"""

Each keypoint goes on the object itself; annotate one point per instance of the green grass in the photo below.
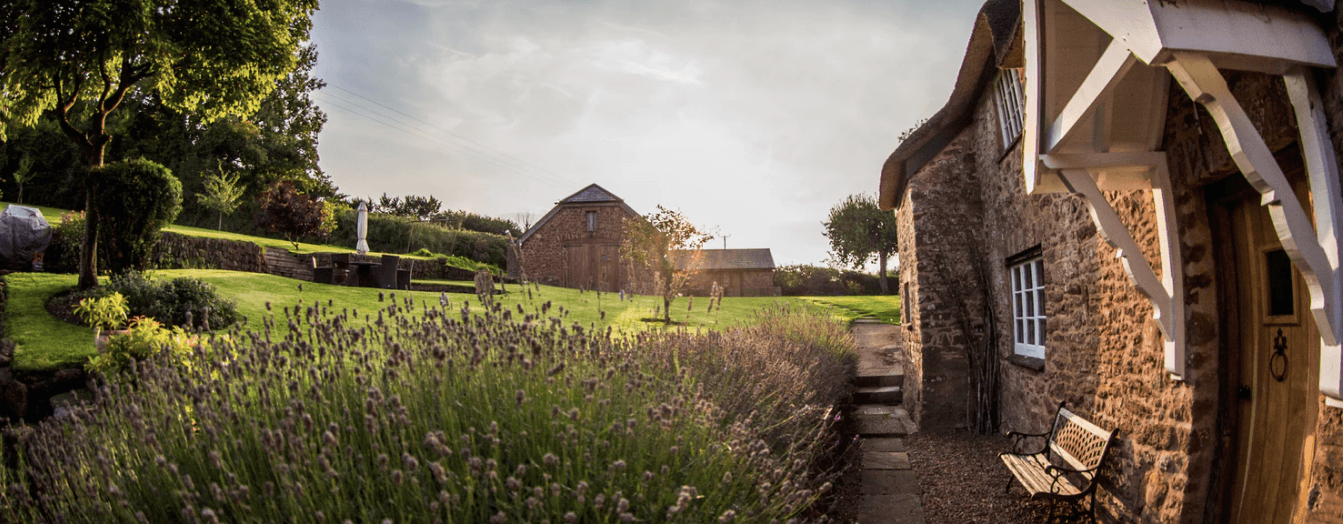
(884, 308)
(46, 343)
(42, 341)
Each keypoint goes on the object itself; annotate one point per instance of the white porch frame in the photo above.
(1312, 249)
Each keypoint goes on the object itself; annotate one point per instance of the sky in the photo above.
(751, 117)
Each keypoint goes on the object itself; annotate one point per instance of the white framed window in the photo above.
(1009, 101)
(1028, 307)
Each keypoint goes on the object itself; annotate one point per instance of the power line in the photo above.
(464, 139)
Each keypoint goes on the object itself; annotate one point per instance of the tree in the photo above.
(666, 247)
(286, 211)
(78, 59)
(140, 198)
(858, 231)
(222, 194)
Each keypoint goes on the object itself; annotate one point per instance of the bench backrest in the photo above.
(1079, 442)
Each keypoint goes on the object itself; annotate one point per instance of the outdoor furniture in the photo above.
(384, 274)
(1064, 468)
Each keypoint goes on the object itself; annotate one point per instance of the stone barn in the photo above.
(742, 273)
(1134, 207)
(576, 245)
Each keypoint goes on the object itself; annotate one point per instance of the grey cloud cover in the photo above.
(748, 116)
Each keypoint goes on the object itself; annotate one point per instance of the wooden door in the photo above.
(1273, 370)
(578, 269)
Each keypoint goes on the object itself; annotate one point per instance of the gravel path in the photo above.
(962, 480)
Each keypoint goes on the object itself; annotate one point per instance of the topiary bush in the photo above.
(134, 199)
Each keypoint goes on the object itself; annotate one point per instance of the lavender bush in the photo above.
(449, 415)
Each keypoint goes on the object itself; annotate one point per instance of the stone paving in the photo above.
(889, 483)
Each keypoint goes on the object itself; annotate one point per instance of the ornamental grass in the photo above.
(459, 413)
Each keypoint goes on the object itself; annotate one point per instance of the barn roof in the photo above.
(592, 194)
(727, 259)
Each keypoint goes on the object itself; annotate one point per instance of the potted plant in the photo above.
(104, 316)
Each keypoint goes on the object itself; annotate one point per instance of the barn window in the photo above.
(1028, 305)
(1007, 98)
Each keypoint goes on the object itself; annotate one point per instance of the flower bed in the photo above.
(450, 415)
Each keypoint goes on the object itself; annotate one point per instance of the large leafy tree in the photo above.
(860, 231)
(78, 59)
(665, 247)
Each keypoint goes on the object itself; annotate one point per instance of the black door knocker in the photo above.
(1279, 351)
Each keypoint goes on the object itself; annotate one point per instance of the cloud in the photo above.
(754, 116)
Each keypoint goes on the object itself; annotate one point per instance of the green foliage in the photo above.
(664, 250)
(222, 194)
(105, 312)
(286, 211)
(180, 301)
(391, 234)
(66, 241)
(136, 199)
(806, 280)
(860, 231)
(144, 339)
(425, 417)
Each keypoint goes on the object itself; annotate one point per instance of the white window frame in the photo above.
(1028, 307)
(1007, 98)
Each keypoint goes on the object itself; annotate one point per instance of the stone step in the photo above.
(878, 395)
(880, 380)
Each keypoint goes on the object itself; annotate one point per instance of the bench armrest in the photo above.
(1017, 437)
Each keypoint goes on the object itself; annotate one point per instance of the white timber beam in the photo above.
(1322, 169)
(1205, 83)
(1097, 88)
(1167, 292)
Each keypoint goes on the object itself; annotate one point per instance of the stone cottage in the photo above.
(576, 245)
(742, 273)
(1134, 207)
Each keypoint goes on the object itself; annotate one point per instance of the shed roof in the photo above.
(727, 259)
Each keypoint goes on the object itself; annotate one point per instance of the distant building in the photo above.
(742, 273)
(576, 245)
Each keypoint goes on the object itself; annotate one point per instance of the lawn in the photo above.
(53, 216)
(46, 343)
(884, 308)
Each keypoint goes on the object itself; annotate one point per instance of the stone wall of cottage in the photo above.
(943, 207)
(543, 258)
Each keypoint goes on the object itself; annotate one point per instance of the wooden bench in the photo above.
(1064, 468)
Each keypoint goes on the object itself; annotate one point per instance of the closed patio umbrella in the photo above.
(361, 247)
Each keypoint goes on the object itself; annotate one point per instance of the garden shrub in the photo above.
(288, 212)
(143, 339)
(62, 255)
(134, 199)
(171, 301)
(392, 234)
(450, 415)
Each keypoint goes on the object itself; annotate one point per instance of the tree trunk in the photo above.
(881, 272)
(89, 251)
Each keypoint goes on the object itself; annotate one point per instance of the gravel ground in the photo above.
(962, 480)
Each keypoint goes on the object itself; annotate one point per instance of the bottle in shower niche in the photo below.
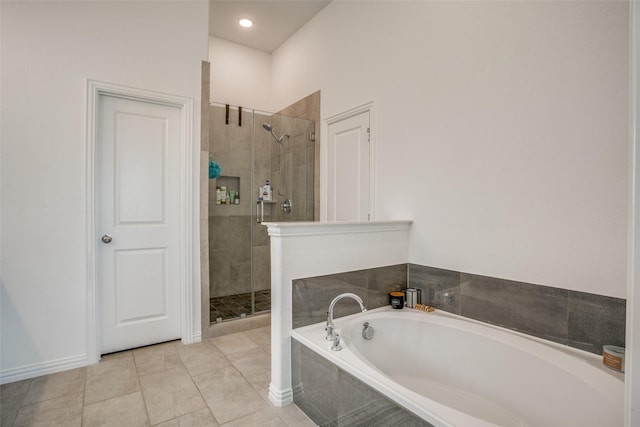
(223, 195)
(267, 194)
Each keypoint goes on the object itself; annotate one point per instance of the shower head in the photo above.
(268, 128)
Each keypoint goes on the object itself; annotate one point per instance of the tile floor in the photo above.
(233, 306)
(218, 382)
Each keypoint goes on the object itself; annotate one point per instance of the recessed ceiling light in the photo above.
(246, 22)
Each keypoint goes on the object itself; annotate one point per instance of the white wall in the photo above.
(239, 75)
(49, 50)
(501, 128)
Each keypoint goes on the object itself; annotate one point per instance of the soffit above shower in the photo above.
(274, 20)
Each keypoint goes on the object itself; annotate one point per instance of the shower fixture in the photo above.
(268, 127)
(282, 189)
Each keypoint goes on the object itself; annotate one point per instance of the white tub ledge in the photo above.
(308, 249)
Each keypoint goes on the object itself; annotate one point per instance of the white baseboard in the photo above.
(44, 368)
(280, 397)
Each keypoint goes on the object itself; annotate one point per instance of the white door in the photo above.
(138, 154)
(349, 166)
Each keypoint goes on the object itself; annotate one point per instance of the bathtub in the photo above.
(454, 371)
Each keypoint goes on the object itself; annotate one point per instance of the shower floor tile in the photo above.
(233, 306)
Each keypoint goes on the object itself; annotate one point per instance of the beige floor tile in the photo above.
(293, 416)
(255, 365)
(127, 410)
(156, 358)
(228, 394)
(200, 418)
(234, 343)
(112, 377)
(262, 418)
(261, 336)
(202, 357)
(65, 411)
(170, 394)
(55, 385)
(11, 397)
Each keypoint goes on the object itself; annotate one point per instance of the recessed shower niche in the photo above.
(248, 153)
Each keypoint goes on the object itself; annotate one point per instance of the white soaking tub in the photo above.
(454, 371)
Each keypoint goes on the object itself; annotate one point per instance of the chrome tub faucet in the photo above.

"""

### To do
Reproduce every one of the records above exactly as they stand, omitting the pictures from your reply.

### The solution
Each keypoint goes on the object itself; annotate one point per instance of the green grass in the photo below.
(884, 308)
(46, 343)
(42, 341)
Each keypoint goes on the object itself; annotate one point per instance of the white porch frame in the photo above.
(1312, 249)
Each keypoint goes on the object itself; annotate one point per instance of the sky in the photo above.
(751, 117)
Each keypoint goes on the object itself; annotate one point per instance of the white framed window in the photo above.
(1009, 101)
(1028, 307)
Each keypoint goes on the object itself; annotate one point per instance of the power line in the photo above.
(464, 139)
Each keypoint goes on the object itself; annotate one point per instance of the tree in the photo above.
(666, 247)
(286, 211)
(78, 59)
(140, 198)
(858, 231)
(222, 194)
Each keypoint goes on the object itself; annotate one point per instance of the bench backrest in the photo above.
(1079, 442)
Each keypoint goes on the object itself; annotate one point per instance of the outdoor furniture in the photo above.
(384, 274)
(1064, 468)
Each keypoint goes on the object itself; annotate one point per instance of the stone barn in the photo above.
(742, 273)
(1134, 207)
(576, 245)
Each keypoint goes on the object itself; annotate one point per instance of the grey cloud cover in the photo above.
(748, 116)
Each keypoint goes on the object itself; annotate one point per instance of the wooden door in the photo above.
(1273, 370)
(578, 269)
Each keypoint goes on the object itself; annotate one point per instance of the gravel path in the photo above.
(962, 480)
Each keypoint goes on the object itself; annotate one point per instance of the topiary bush in the photo above.
(134, 199)
Each keypoint goes on the object itself; annotate one point per instance of the lavender bush in the photo above.
(449, 415)
Each keypoint goes on the object itself; annotate one point per instance of the stone paving in the photo above.
(889, 483)
Each keypoint goes on the object itself; annotate one point per instance of the ornamental grass in the photo above.
(459, 413)
Each keypoint goes on the object itself; annotate one point per instance of the barn roof in the photo above.
(592, 194)
(727, 259)
Each keypoint goes on the object itself; annotate one point per instance of the potted plant in the photo above.
(104, 316)
Each keypoint goes on the object itself; annotate one point per instance of the barn window in the photo above.
(1028, 305)
(1007, 98)
Each keypoint goes on the object itself; annotate one point per instance of the flower bed in the photo above.
(450, 415)
Each keypoint goes on the object itself; annotate one point per instance of the large leafy tree in the photo above.
(860, 231)
(78, 59)
(665, 247)
Each keypoint goes on the object itself; annotate one point per instance of the black door knocker in the photo above.
(1279, 351)
Each keypoint goes on the object itself; annotate one point per instance of the cloud in the photo above.
(754, 116)
Each keypoint goes on the object itself; annotate one point per instance of the green foliage in the photo above.
(664, 250)
(222, 194)
(105, 312)
(286, 211)
(180, 301)
(391, 234)
(66, 241)
(136, 199)
(806, 280)
(860, 231)
(144, 339)
(425, 417)
Each keypoint goes on the object itself; annotate one point per instance of the white window frame in the photo above.
(1028, 307)
(1007, 98)
Each keypoint goes on the object itself; annotate one point per instance of the stone step in the photo above.
(878, 395)
(880, 380)
Each keypoint goes on the object itself; annotate one point per instance of the bench armrest in the photo above.
(1017, 437)
Each keypoint goes on the object itself; annotate one point per instance of the white timber beam in the photo above.
(1322, 169)
(1205, 83)
(1097, 88)
(1167, 292)
Each keypoint goes on the object itself; annotate one point per instance of the stone cottage in the photo above.
(576, 245)
(742, 273)
(1134, 207)
Each keypoint goes on the object itself; annotate one point per instance of the shed roof in the photo above.
(727, 259)
Each keypoint goes on the object itself; annotate one point per instance of the distant building in the photo above.
(742, 273)
(576, 245)
Each keypoint goes on the object itself; annotate one point per instance of the lawn in the photo above.
(53, 216)
(46, 343)
(884, 308)
Each keypoint goes on the object itself; annotate one point per instance of the stone wall of cottage in the photo above.
(943, 207)
(543, 258)
Each keypoint goes on the object itself; annotate one point per instance of the wooden bench in the photo above.
(1064, 468)
Each keypoint goes on the object itself; annotate one point per instance of the closed patio umbrella in the photo above.
(361, 247)
Each keypoint goes on the object itself; annotate one point per instance of the garden shrub in the photo above.
(288, 212)
(143, 339)
(62, 255)
(134, 199)
(171, 301)
(392, 234)
(450, 415)
Each keypoint goes on the object itself; annotate one point per instance of the tree trunk in the photo above.
(881, 272)
(89, 251)
Each keypoint goes on the object itself; annotate one point per instance of the gravel ground in the photo above.
(962, 480)
Each keypoint goes on the object itself; annotate one point per instance of the bottle in shower niche in the photo below.
(223, 195)
(267, 194)
Each keypoint goes on the object itself; annotate one point per instance of the shower head in the photo above.
(268, 128)
Each keypoint goes on the object itself; annotate one point per instance of the tile floor in the photo above.
(233, 306)
(218, 382)
Each keypoint goes on the object itself; annotate one point per instance of the recessed ceiling light in the photo above.
(246, 22)
Each keypoint goes on the object itself; annotate one point per instance of the white wall in the photo above.
(239, 75)
(49, 50)
(501, 128)
Each keypoint goes on the object itself; annotate one point per instance of the soffit above shower in the photo above.
(274, 20)
Each keypoint goes on the object itself; annotate one point per instance of the shower fixture in the photo above.
(268, 127)
(282, 189)
Each keypoint goes on the object itself; annotate one point per instance of the white tub ledge in the photo above.
(308, 249)
Each keypoint goes on the object itself; annotate one point per instance of the white baseboard in the photo above.
(44, 368)
(280, 397)
Each keypoint goes on the object itself; annotate one point per instance of the white door in the photo above.
(138, 154)
(349, 166)
Each keypoint goes on the object itself; annotate one point per instance of the bathtub in the photo above.
(454, 371)
Each keypoint goes on the object itself; annotate one point per instance of the shower floor tile in the photo above.
(233, 306)
Each keypoint goes on the object itself; annotate one point per instance of the beige floor tile in the photo above.
(293, 416)
(255, 365)
(127, 410)
(156, 358)
(228, 394)
(200, 418)
(234, 343)
(112, 377)
(262, 418)
(261, 336)
(202, 357)
(65, 411)
(170, 394)
(55, 385)
(11, 397)
Each keypoint goes on the object itself; annotate one point per instance of the recessed shower niche in the photo above.
(248, 153)
Each keypoint goes on the object itself; annotate one point per instance of the white soaking tub in the photo above.
(454, 371)
Each keypoint goes on the object itself; annotate one point per instance of the chrome tub faucet in the photo above.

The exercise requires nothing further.